▶ _Texto mostrado_

■ ■ ■

Una vez Jesús se sentó para hablarle a una multitud que se agolpaba alrededor de él. Les hablaba en parábolas; es decir, contándoles historias que conllevan una enseñanza moral. Ese día, en particular, comenzó a contarles una muy especial:
Una vez un sembrador salió a sembrar semillas de amor. El sembrador siempre se imagina los campos verdes, vibrantes, plenos de la vida que da la semilla. Su visión de lo que será la vida de todo aquel que recibe la semilla es su máximo placer. El siempre se deleita en aquellos que reciben la semilla.
El sembrador es muy paciente, él sabe que toda semilla debe morir primero antes de dar fruto. Por esa razón, él siempre espera pacientemente los primeros brotes. El sembrador anhela poder contemplar la transformación de la semilla, la cual puede llegar a convertirse en un árbol tan grande capaz de albergar a las aves del cielo en sus ramas. Así como la semilla de mostaza que es la más pequeña de todas; sin embargo, una vez que crece se convierte en un árbol frondoso que da cobijo a muchos.

■ ■ ■

▶ _Tarea escrita 1_
Según el texto sobre el sembrador, ¿por qué el sembrador espera siempre con paciencia los primeros brotes? Responde en una a tres oraciones.

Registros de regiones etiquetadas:
■ ■ ■

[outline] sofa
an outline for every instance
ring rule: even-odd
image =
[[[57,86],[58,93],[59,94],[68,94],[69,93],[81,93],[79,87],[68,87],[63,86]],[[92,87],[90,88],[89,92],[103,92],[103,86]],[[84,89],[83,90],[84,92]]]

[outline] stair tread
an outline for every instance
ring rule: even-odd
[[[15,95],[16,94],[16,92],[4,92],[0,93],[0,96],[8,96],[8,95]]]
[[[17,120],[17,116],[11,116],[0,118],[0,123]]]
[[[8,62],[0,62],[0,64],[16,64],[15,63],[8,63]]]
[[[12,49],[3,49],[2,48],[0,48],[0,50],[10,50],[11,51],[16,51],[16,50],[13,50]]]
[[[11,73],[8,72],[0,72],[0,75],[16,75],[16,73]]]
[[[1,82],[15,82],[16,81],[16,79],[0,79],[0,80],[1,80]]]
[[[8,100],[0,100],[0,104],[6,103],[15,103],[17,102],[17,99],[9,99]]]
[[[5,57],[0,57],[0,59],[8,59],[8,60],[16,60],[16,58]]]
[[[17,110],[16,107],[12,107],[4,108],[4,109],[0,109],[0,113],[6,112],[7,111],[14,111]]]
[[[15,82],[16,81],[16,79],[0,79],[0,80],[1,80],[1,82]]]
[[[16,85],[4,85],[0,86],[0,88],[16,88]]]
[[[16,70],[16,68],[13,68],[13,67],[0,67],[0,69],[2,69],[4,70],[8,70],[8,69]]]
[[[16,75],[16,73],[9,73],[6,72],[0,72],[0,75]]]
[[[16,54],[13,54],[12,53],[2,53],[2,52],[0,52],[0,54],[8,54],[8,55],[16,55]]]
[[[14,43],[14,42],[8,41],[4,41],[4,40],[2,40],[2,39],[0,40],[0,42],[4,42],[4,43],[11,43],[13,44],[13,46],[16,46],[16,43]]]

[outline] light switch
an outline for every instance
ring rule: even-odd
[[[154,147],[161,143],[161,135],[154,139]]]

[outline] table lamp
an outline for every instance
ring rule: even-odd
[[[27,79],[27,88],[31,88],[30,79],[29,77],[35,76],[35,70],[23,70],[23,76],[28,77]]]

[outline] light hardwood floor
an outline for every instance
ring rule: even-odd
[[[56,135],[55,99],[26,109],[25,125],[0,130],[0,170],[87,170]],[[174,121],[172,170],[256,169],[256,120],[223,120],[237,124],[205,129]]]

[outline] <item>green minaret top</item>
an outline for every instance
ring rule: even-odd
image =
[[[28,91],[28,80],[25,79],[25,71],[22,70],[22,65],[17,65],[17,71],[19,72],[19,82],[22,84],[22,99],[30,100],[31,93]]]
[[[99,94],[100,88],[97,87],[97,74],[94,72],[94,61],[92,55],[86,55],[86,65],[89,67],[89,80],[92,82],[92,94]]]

■ ■ ■

▶ _Tarea escrita 2_
¿Puedes sustituir "ring rule" por "fill rule" en el tramo de los registros que va desde la línea que contiene "[outline] stair tread" hasta la que contiene "[[[154,147],[161,143],[161,135],[154,139]]]", ambas incluidas? Escribe solo esas líneas y deja todo lo demás igual.

▶ _Resultado correcto 1_
Porque sabe que toda semilla debe morir primero antes de dar fruto. Por esa razón, espera pacientemente los primeros brotes.

▶ _Resultado correcto 2_
[outline] stair tread
an outline for every instance
fill rule: even-odd
[[[15,95],[16,94],[16,92],[4,92],[0,93],[0,96],[8,96],[8,95]]]
[[[17,120],[17,116],[11,116],[0,118],[0,123]]]
[[[8,62],[0,62],[0,64],[16,64],[15,63],[8,63]]]
[[[12,49],[3,49],[2,48],[0,48],[0,50],[10,50],[11,51],[16,51],[16,50],[13,50]]]
[[[11,73],[8,72],[0,72],[0,75],[16,75],[16,73]]]
[[[1,82],[15,82],[16,81],[16,79],[0,79],[0,80],[1,80]]]
[[[8,100],[0,100],[0,104],[6,103],[15,103],[17,102],[17,99],[9,99]]]
[[[5,57],[0,57],[0,59],[8,59],[8,60],[16,60],[16,58]]]
[[[17,110],[16,107],[12,107],[4,108],[4,109],[0,109],[0,113],[6,112],[7,111],[14,111]]]
[[[15,82],[16,81],[16,79],[0,79],[0,80],[1,80],[1,82]]]
[[[16,85],[4,85],[0,86],[0,88],[16,88]]]
[[[16,70],[16,68],[13,68],[13,67],[0,67],[0,69],[2,69],[4,70],[8,70],[8,69]]]
[[[16,75],[16,73],[9,73],[6,72],[0,72],[0,75]]]
[[[16,54],[13,54],[12,53],[2,53],[2,52],[0,52],[0,54],[8,54],[8,55],[16,55]]]
[[[14,43],[14,42],[8,41],[4,41],[4,40],[2,40],[2,39],[0,40],[0,42],[4,42],[4,43],[11,43],[13,44],[13,46],[16,46],[16,43]]]

[outline] light switch
an outline for every instance
fill rule: even-odd
[[[154,147],[161,143],[161,135],[154,139]]]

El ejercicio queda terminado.